» **TEXTO EXTRAÍDO**
--------------------

Nesse lugar, Noxolo Nogwaza, de 24 anos, foi assassinada em maio porque era lésbica. Na última vez que a viram viva, tomava algo em um bar próximo. Ao anoitecer se despediu dos amigos e foi para casa.
Alcançaram-na na vala: vários rapazes a violentaram, lhe enfiaram pedaços de vidro de uma garrafa quebrada e amassaram sua cabeça com um tijolo.
É difícil acreditar que nenhum morador tenha ouvidos seus gritos. Kunu Semake, amiga da vítima e ativista do Equality Project, um grupo de defesa dos direitos dos homossexuais, sabe que sim, mas encolhe os ombros para não responder.
Na África do Sul são chamadas de "violações corretivas", porque os agressores violam as lésbicas para "corrigir" sua orientação sexual. No país com mais infectados de HIV do mundo - 5,6 milhões no ano passado -, ser violentada também é ser forçada a jogar a roleta russa com várias balas no revólver.
Um estudo do Conselho de Pesquisa Médica salientou que se a vítima sobrevive, esse tipo de violação e os ferimentos provocados multiplicam o risco de exposição ao vírus. Às vezes o diabo sabe. "Junto do cadáver encontraram oito camisinhas usadas; medo da Aids, suponho", diz Kunu. Nos últimos 12 anos, 31 mulheres foram assassinadas por sua condição sexual e milhares sofreram violações corretivas.

--------------------

» **INFORMAÇÕES**
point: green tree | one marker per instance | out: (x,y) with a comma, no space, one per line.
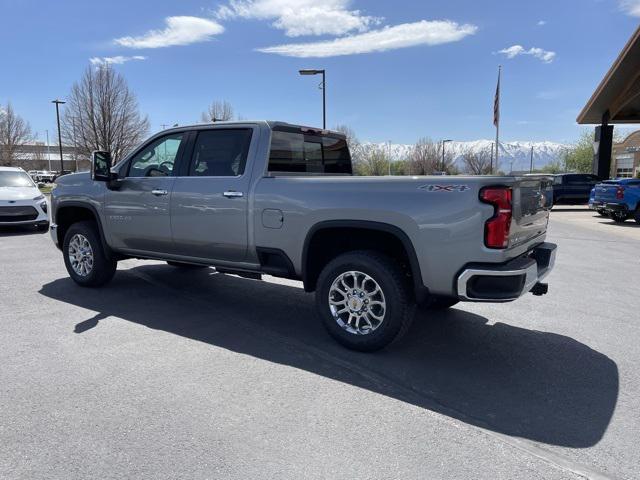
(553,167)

--------------------

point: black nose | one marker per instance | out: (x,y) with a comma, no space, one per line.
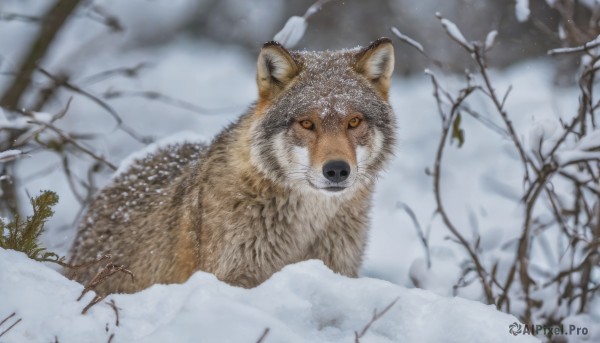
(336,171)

--------------------

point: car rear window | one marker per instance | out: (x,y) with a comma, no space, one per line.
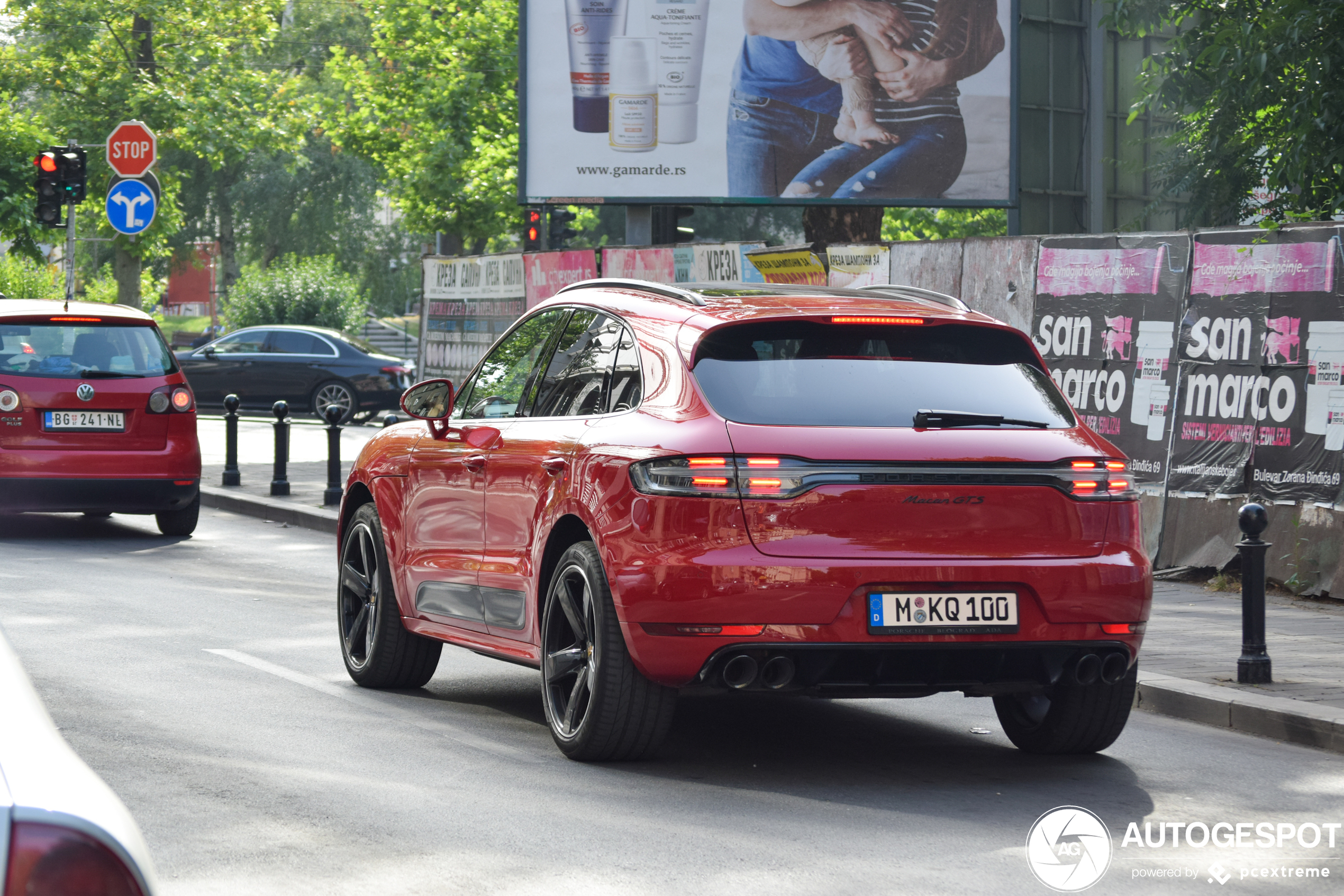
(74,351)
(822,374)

--------------------

» **O QUE FAZER**
- A) Transcreva o trecho do texto sobre as violações corretivas na África do Sul, começando em "Na África do" e seguindo até "balas no revólver.".
- B) Segundo o texto sobre as violações corretivas na África do Sul, quantas mulheres foram assassinadas por sua condição sexual nos últimos 12 anos?

» **RESPOSTAS DAS ATIVIDADES**
- A)
Na África do Sul são chamadas de "violações corretivas", porque os agressores violam as lésbicas para "corrigir" sua orientação sexual. No país com mais infectados de HIV do mundo - 5,6 milhões no ano passado -, ser violentada também é ser forçada a jogar a roleta russa com várias balas no revólver.

- B) 31 mulheres.